_EXERCISE DIRECTIONS_
Write out the lines from the one containing "Pressing-analysis tagging request: spot the brass" through the last line, inclusive, reproducing each one exactly.

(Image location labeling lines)
______

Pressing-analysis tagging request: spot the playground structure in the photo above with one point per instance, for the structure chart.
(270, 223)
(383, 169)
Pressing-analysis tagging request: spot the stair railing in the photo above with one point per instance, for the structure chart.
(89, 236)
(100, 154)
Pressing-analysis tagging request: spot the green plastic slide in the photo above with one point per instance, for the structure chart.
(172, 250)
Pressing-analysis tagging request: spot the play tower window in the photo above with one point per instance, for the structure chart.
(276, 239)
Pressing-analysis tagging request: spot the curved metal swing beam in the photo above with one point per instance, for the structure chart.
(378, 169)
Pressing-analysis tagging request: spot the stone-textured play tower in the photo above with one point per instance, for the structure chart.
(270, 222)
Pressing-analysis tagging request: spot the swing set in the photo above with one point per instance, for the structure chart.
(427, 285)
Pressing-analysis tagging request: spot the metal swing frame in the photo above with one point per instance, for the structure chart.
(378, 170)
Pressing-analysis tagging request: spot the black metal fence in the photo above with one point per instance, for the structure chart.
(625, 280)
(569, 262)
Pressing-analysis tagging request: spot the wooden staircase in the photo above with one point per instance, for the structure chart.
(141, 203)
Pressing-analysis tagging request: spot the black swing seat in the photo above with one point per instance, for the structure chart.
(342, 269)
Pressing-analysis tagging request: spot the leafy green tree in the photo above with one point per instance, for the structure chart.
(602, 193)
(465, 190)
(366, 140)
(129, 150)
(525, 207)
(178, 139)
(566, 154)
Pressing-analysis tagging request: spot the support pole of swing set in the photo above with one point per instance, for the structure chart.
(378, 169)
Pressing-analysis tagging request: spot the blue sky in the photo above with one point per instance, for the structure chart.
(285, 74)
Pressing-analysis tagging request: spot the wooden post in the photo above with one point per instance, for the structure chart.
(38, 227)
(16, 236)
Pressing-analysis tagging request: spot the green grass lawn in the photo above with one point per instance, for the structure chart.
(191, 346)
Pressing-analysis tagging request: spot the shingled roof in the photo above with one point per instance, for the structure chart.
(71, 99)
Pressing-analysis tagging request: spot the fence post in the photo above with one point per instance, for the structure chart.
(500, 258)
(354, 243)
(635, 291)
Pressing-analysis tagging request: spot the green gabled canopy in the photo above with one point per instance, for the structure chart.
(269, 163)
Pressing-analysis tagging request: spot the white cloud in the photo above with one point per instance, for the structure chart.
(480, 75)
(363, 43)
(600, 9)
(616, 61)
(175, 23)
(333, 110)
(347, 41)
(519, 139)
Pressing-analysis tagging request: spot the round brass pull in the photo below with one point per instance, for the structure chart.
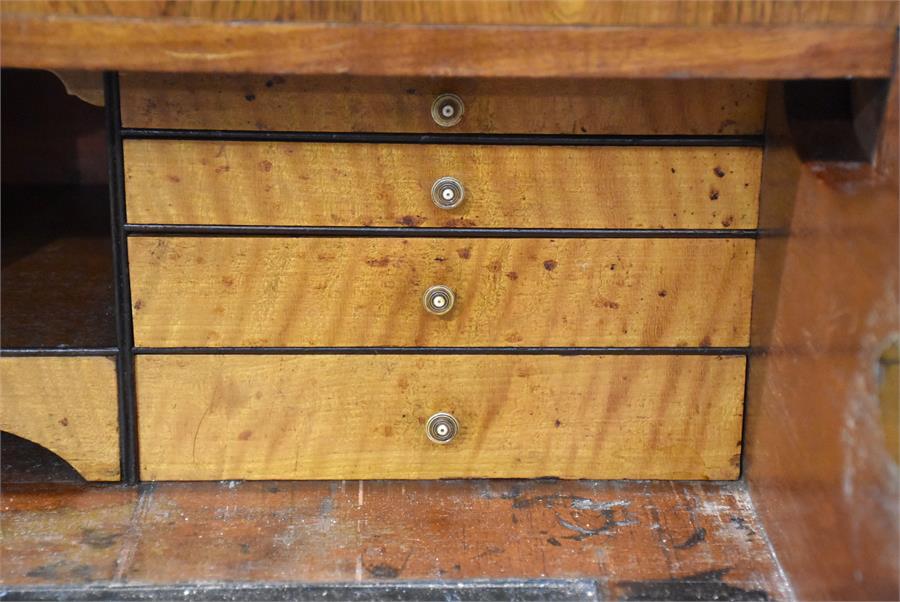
(447, 110)
(442, 428)
(447, 192)
(438, 299)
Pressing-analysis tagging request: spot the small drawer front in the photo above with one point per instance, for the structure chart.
(69, 405)
(400, 185)
(353, 104)
(365, 417)
(299, 292)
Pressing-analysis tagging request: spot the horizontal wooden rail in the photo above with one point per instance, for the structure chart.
(779, 52)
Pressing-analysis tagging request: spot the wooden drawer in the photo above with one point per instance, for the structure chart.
(68, 405)
(332, 184)
(353, 104)
(245, 291)
(363, 417)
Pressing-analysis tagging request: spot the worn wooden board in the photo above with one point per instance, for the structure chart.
(68, 405)
(327, 184)
(521, 12)
(362, 417)
(322, 48)
(632, 538)
(825, 309)
(300, 292)
(518, 106)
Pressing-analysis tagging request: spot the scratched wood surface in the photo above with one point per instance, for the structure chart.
(361, 416)
(371, 49)
(825, 309)
(328, 184)
(520, 106)
(68, 405)
(299, 292)
(651, 539)
(521, 12)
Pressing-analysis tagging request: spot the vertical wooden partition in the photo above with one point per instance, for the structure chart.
(825, 307)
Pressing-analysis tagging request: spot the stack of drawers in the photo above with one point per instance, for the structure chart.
(339, 278)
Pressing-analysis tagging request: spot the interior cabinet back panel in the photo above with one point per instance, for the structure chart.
(514, 106)
(68, 405)
(362, 417)
(330, 184)
(298, 292)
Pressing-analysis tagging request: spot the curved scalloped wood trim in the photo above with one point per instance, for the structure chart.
(66, 404)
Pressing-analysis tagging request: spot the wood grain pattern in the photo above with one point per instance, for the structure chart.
(68, 405)
(184, 45)
(362, 417)
(349, 104)
(521, 12)
(701, 537)
(825, 306)
(328, 184)
(201, 291)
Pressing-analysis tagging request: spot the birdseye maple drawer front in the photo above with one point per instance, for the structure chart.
(344, 184)
(297, 292)
(68, 405)
(514, 106)
(365, 417)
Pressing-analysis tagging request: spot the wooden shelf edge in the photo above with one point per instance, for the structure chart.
(318, 48)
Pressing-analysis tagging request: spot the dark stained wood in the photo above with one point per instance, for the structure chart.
(632, 538)
(56, 285)
(409, 50)
(57, 292)
(461, 12)
(825, 308)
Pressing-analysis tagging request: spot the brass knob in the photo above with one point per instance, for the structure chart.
(447, 192)
(447, 110)
(438, 299)
(441, 427)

______

_OUTPUT FOR THIS TASK_
Pressing-analysis tagging request: spot the brass knob in the photo above with one point per instance, for the structure chart.
(447, 192)
(447, 110)
(438, 299)
(441, 427)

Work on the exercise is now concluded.